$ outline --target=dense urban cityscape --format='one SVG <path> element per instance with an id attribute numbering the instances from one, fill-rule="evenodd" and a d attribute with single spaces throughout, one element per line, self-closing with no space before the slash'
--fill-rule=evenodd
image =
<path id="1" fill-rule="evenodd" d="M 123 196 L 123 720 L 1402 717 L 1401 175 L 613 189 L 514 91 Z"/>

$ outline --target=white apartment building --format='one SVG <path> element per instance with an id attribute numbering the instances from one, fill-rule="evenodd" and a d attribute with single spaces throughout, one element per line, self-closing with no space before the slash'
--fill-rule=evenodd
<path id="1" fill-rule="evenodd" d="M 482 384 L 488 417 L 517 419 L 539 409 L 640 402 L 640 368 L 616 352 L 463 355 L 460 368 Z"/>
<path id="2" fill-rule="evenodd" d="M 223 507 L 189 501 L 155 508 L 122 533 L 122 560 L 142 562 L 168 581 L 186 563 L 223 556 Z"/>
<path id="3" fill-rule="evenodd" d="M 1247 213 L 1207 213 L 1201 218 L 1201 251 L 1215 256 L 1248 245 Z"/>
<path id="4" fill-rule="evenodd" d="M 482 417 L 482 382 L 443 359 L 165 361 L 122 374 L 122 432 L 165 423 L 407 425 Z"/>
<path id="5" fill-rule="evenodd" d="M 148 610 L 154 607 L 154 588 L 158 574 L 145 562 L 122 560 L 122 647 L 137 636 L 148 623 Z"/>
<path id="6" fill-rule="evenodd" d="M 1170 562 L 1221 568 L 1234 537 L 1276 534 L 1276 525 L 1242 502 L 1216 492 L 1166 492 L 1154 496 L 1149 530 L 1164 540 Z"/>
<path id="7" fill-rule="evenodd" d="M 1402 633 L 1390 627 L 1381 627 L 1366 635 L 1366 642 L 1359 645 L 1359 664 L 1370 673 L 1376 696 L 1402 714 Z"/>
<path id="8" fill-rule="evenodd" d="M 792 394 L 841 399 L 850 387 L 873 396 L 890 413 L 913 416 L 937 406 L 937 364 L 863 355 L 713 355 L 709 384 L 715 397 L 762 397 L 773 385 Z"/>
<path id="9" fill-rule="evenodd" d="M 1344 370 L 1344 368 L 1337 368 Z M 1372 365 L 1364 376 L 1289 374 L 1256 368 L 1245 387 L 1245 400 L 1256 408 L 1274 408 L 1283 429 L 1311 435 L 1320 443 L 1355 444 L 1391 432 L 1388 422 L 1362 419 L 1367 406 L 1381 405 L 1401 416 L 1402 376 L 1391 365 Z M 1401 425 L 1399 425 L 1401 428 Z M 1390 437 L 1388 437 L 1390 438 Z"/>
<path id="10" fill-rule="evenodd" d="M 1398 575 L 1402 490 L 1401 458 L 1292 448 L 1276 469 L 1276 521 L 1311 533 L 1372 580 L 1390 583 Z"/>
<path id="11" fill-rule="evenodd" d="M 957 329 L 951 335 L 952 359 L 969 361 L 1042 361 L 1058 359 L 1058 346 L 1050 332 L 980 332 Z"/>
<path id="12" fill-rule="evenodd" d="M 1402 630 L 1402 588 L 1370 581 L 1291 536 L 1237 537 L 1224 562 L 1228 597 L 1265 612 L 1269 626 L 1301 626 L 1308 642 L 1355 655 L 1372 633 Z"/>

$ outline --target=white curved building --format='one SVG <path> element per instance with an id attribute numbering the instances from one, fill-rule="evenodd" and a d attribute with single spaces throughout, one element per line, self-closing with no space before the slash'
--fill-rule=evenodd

▸ **Written problem**: Rewrite the part that opens with the line containing "outline --target=white apartment" and closes with the line containing "482 417 L 482", replacing "white apartment building" with "white office building" and leaving everything else unchanged.

▸ **Full solution**:
$ outline --target=white office building --format='one SVG <path> element per instance with an id attribute numbering the instances from one, fill-rule="evenodd" and a d attribute with single spaces throughout, one element per line, self-closing with no space before the slash'
--fill-rule=evenodd
<path id="1" fill-rule="evenodd" d="M 482 384 L 488 417 L 517 419 L 539 409 L 640 402 L 640 368 L 616 352 L 463 355 L 460 368 Z"/>
<path id="2" fill-rule="evenodd" d="M 223 507 L 189 501 L 155 508 L 122 533 L 122 560 L 142 562 L 168 581 L 186 563 L 223 556 Z"/>
<path id="3" fill-rule="evenodd" d="M 1247 213 L 1207 213 L 1201 218 L 1201 251 L 1215 256 L 1248 245 Z"/>
<path id="4" fill-rule="evenodd" d="M 482 417 L 482 382 L 443 359 L 165 361 L 122 374 L 122 432 L 165 423 L 407 425 Z"/>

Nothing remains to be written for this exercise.